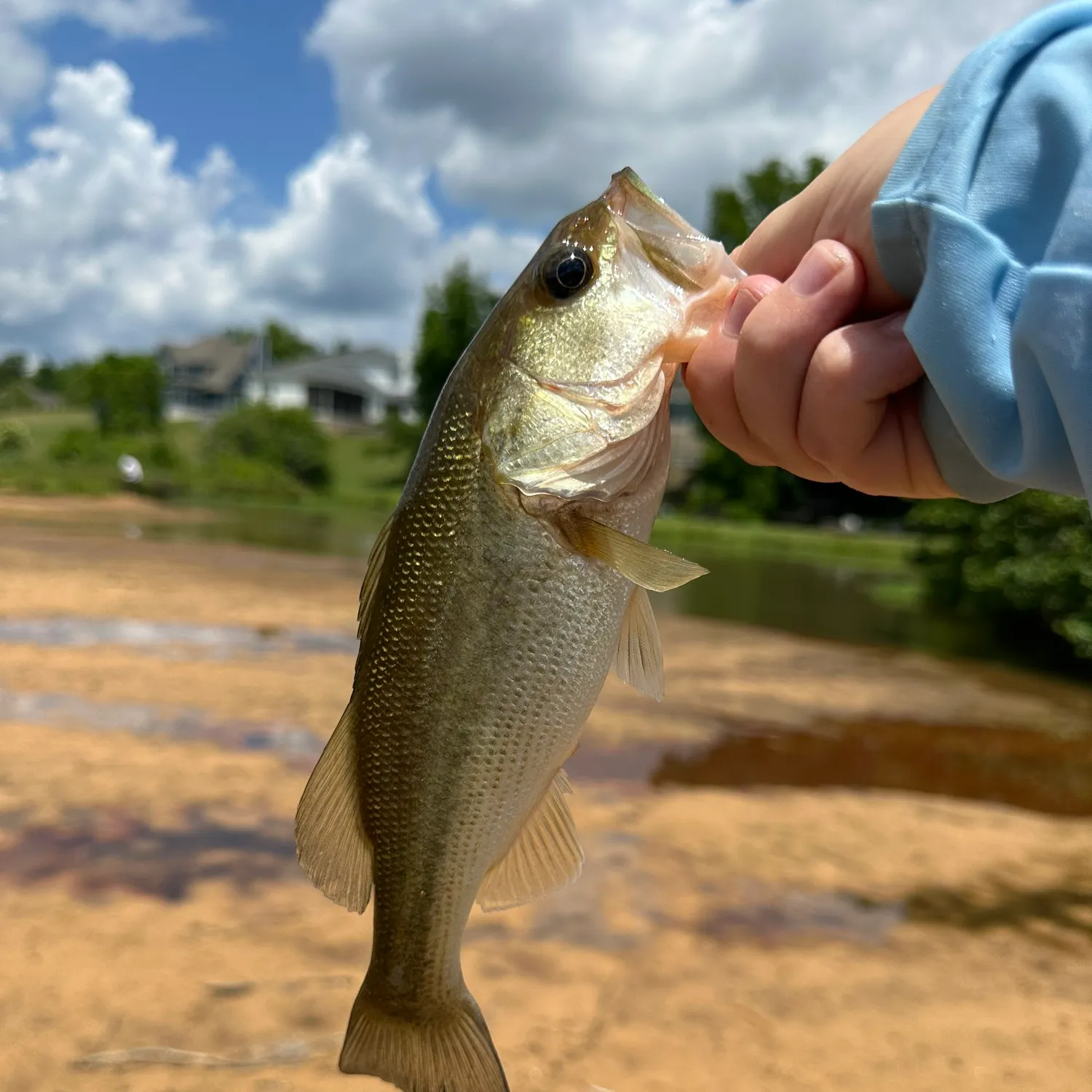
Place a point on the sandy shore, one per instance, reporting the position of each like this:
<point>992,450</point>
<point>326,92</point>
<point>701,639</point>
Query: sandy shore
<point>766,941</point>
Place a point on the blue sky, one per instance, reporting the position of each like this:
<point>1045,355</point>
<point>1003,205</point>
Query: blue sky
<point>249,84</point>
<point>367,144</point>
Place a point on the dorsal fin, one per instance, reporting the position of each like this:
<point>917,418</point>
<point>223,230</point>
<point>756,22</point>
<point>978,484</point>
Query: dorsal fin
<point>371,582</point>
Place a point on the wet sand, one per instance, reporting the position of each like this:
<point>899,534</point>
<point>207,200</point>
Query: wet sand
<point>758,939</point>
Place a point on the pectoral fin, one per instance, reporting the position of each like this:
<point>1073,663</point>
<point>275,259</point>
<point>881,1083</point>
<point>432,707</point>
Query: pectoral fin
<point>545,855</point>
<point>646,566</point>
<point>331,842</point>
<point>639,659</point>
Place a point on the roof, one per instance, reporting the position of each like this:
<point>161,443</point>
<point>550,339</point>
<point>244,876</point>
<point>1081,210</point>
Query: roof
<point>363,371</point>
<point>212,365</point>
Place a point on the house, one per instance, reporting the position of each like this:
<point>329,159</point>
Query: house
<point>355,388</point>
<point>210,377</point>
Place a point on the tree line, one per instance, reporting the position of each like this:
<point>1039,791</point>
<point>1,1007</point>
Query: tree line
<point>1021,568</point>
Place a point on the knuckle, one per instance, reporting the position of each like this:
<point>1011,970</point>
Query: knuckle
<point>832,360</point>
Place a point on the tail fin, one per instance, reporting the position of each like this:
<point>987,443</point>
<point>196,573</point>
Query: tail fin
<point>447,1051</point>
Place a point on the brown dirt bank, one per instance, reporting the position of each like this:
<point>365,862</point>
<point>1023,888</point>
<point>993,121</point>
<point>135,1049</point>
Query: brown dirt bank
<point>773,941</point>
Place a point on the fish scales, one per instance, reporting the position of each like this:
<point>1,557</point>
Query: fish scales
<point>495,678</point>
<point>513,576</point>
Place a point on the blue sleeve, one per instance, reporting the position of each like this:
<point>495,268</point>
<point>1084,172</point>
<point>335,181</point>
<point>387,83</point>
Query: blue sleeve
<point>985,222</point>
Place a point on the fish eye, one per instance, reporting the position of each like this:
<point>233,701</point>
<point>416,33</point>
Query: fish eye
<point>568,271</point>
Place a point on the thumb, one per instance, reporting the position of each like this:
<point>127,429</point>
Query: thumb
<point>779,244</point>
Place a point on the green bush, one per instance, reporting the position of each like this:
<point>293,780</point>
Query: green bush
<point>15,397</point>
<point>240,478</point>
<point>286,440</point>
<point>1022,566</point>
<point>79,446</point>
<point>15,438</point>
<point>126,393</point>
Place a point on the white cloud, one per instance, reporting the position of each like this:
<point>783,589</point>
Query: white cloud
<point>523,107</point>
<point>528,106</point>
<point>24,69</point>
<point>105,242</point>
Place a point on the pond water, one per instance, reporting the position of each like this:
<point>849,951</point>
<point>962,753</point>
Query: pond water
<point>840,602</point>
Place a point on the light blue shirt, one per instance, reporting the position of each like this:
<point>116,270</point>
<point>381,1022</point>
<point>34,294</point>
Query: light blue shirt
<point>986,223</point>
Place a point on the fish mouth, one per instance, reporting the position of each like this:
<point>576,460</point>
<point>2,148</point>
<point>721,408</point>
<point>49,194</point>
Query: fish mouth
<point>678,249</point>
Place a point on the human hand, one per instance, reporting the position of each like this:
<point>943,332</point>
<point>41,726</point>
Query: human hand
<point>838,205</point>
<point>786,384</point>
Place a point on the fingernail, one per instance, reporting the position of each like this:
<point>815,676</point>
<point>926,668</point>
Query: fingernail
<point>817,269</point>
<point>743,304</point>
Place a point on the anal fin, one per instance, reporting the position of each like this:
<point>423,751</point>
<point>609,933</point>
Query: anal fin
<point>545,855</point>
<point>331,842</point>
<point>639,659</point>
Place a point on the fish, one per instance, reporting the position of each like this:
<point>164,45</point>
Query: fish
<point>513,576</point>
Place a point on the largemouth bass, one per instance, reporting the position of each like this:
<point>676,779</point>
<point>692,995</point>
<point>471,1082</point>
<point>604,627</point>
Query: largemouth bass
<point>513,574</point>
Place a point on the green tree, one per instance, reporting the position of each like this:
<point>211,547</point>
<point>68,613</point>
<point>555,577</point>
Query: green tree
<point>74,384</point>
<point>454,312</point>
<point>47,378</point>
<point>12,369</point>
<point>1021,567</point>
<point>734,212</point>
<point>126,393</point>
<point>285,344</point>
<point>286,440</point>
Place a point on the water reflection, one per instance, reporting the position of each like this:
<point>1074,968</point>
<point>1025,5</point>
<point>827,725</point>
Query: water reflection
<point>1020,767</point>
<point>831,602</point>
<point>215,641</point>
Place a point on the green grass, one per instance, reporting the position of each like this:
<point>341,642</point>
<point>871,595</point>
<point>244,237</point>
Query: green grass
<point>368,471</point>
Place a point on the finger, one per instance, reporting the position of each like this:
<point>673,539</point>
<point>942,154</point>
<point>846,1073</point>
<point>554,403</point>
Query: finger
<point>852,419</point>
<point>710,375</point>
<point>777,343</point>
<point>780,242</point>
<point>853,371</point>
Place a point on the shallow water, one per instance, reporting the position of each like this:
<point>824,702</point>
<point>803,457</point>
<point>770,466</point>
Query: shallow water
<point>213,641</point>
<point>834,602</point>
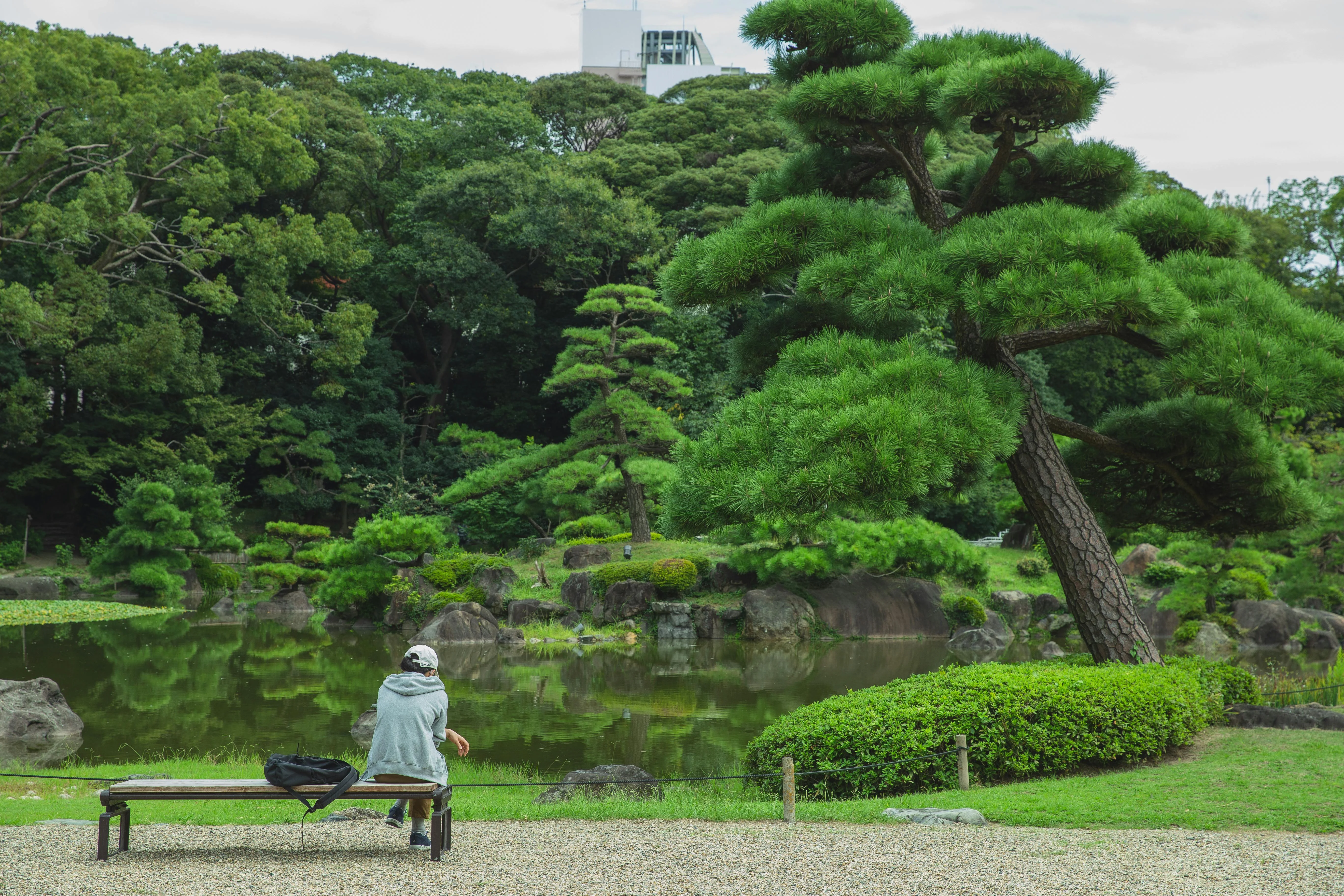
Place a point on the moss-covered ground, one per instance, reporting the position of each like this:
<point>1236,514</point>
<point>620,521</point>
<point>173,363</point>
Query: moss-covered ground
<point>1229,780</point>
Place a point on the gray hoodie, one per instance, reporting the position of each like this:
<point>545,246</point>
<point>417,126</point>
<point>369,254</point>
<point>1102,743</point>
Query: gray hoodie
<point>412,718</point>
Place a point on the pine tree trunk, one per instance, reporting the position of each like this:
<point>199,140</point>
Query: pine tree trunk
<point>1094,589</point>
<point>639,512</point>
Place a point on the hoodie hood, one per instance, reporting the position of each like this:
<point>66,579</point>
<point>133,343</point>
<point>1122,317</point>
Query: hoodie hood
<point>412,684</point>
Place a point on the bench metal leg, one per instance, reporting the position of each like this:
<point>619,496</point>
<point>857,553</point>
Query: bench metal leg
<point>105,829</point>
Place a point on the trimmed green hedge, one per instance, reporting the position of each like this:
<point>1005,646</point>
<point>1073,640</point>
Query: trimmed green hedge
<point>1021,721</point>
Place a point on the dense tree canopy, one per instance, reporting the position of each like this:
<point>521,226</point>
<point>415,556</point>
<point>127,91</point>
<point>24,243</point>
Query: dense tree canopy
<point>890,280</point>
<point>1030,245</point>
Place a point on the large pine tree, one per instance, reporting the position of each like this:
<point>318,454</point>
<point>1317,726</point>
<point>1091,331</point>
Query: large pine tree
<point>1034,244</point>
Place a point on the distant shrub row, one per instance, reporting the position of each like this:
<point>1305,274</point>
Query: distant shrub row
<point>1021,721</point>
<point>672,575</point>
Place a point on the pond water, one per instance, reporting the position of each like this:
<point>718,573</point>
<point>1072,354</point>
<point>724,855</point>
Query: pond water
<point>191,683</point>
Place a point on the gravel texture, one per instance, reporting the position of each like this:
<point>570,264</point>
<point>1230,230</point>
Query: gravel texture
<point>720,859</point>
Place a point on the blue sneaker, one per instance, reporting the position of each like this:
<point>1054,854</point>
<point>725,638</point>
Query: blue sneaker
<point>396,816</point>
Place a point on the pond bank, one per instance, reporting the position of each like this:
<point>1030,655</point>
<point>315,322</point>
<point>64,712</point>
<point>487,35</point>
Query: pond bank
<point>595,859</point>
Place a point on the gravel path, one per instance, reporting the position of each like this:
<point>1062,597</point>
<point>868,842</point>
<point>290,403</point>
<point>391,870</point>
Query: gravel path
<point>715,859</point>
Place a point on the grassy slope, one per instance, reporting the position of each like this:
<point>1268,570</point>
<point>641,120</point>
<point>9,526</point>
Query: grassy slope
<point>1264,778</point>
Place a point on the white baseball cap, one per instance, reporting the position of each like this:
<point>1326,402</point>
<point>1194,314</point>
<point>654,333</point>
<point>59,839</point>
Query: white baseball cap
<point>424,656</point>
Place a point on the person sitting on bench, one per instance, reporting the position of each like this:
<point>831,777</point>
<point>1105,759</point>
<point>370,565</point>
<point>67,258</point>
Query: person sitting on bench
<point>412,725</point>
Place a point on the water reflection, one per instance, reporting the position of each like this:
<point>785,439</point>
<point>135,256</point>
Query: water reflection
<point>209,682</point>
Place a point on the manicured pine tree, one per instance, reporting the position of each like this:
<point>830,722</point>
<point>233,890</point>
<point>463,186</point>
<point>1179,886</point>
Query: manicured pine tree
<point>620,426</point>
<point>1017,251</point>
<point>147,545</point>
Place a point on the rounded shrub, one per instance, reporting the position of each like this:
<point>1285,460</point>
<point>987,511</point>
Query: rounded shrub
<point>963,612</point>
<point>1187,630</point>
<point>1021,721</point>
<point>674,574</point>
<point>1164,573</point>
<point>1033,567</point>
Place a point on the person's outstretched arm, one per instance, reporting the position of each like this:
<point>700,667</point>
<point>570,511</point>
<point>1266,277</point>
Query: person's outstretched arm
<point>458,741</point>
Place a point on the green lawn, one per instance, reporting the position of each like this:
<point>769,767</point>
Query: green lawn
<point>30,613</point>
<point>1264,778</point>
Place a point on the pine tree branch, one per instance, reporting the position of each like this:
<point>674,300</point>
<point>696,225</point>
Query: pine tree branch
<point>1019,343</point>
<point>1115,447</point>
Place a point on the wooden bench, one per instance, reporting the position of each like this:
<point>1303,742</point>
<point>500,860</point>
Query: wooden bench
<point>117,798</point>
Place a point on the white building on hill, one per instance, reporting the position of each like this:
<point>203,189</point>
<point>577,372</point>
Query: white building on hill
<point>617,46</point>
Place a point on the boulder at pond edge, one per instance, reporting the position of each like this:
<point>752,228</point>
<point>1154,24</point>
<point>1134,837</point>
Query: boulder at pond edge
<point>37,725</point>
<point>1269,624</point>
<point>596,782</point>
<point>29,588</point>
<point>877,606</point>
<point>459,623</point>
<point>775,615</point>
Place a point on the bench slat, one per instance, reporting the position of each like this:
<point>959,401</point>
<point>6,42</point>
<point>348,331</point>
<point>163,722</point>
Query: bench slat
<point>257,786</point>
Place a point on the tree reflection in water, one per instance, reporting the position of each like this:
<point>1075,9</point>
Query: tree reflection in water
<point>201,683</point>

• **Exercise goal**: Rewrite the data from the line containing "Place a point on the blue sleeve, one" through the line containing "<point>779,244</point>", both included, and keep the requests and their sample points unchanged. In the answers, multiply each point coordinate by 1.4 and round to a whole number, with halves rounded up.

• **Answer to the problem**:
Place a point on the blue sleeve, one per instance, reporting the position of each like this:
<point>495,268</point>
<point>1084,172</point>
<point>335,181</point>
<point>387,83</point>
Query: blue sleeve
<point>1379,311</point>
Place a point on the fish eye, one per instance, reporting the position of each like this:
<point>233,701</point>
<point>416,33</point>
Query: fish eye
<point>795,379</point>
Place a point on the thumb, one per instance, reporting the position of each like this:
<point>127,429</point>
Query: thumb
<point>1091,342</point>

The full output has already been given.